## [Material shown]
========================

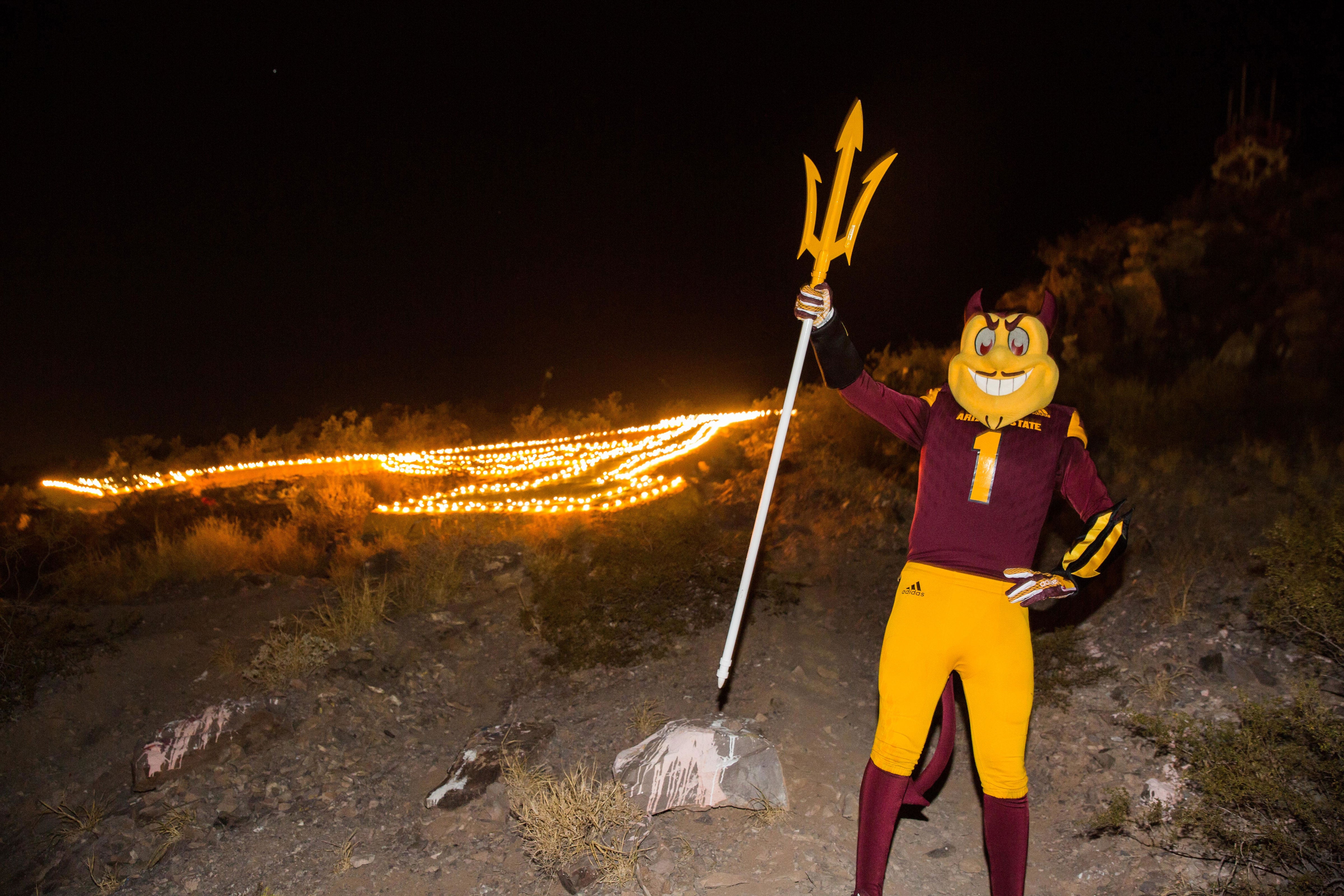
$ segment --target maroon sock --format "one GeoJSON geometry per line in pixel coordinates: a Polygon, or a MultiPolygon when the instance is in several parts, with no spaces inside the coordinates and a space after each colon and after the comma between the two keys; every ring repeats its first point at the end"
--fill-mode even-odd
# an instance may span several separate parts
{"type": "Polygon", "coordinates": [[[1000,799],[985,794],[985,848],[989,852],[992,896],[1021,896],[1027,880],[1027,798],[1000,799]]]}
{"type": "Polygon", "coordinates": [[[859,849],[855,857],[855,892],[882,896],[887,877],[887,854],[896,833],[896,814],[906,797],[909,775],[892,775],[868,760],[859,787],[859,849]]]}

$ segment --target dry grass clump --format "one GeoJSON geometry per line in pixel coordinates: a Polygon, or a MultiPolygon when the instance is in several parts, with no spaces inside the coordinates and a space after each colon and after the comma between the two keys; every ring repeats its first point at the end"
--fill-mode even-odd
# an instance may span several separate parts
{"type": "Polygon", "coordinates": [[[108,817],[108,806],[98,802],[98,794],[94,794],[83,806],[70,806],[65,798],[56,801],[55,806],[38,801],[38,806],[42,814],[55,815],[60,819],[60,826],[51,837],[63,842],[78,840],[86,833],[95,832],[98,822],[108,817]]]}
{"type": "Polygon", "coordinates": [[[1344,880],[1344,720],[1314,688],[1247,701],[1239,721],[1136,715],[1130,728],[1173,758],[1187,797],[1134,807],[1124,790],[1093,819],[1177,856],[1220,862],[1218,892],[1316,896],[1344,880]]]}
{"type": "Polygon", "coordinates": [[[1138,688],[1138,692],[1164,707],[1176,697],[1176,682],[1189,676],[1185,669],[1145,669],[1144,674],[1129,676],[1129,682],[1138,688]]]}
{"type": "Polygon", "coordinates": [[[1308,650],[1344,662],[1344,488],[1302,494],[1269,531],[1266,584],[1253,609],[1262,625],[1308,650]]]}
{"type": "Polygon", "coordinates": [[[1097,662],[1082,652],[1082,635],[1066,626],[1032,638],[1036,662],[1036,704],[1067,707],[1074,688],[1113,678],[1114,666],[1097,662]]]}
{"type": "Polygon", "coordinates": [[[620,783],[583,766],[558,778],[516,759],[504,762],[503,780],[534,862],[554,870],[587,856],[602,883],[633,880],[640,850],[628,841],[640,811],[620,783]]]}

========================

## [Directions]
Echo, unchanged, every line from the one containing "segment --target dry" through the last line of the records, both ends included.

## [Task solution]
$ segment --target dry grass clump --format "one GeoJSON geometry per line in pixel coordinates: a Polygon, or a MultiPolygon when the instance is in several parts, with no spaces inside the coordinates and a space after each colon and after the comma between the two keys; every ring repeats its first point at the end"
--fill-mode even-odd
# an instance may span several separate parts
{"type": "Polygon", "coordinates": [[[108,817],[108,806],[98,802],[98,794],[94,794],[83,806],[70,806],[65,798],[56,801],[55,806],[38,801],[38,806],[42,814],[55,815],[60,819],[60,826],[51,837],[63,842],[78,840],[86,833],[95,832],[98,822],[108,817]]]}
{"type": "Polygon", "coordinates": [[[1344,880],[1344,720],[1314,688],[1247,701],[1239,721],[1136,715],[1130,728],[1173,758],[1187,797],[1134,807],[1124,790],[1093,819],[1177,856],[1220,862],[1218,892],[1316,896],[1344,880]]]}
{"type": "Polygon", "coordinates": [[[1138,688],[1138,692],[1164,707],[1176,697],[1176,682],[1189,676],[1185,669],[1145,669],[1144,674],[1129,676],[1129,682],[1138,688]]]}
{"type": "Polygon", "coordinates": [[[1308,650],[1344,662],[1344,488],[1302,494],[1269,531],[1266,584],[1253,609],[1262,625],[1308,650]]]}
{"type": "Polygon", "coordinates": [[[1097,662],[1082,652],[1082,635],[1066,626],[1032,638],[1036,662],[1036,704],[1067,707],[1074,688],[1113,678],[1114,666],[1097,662]]]}
{"type": "Polygon", "coordinates": [[[620,783],[583,766],[558,778],[516,759],[504,762],[503,780],[534,862],[554,870],[587,856],[602,883],[633,880],[640,850],[628,841],[640,811],[620,783]]]}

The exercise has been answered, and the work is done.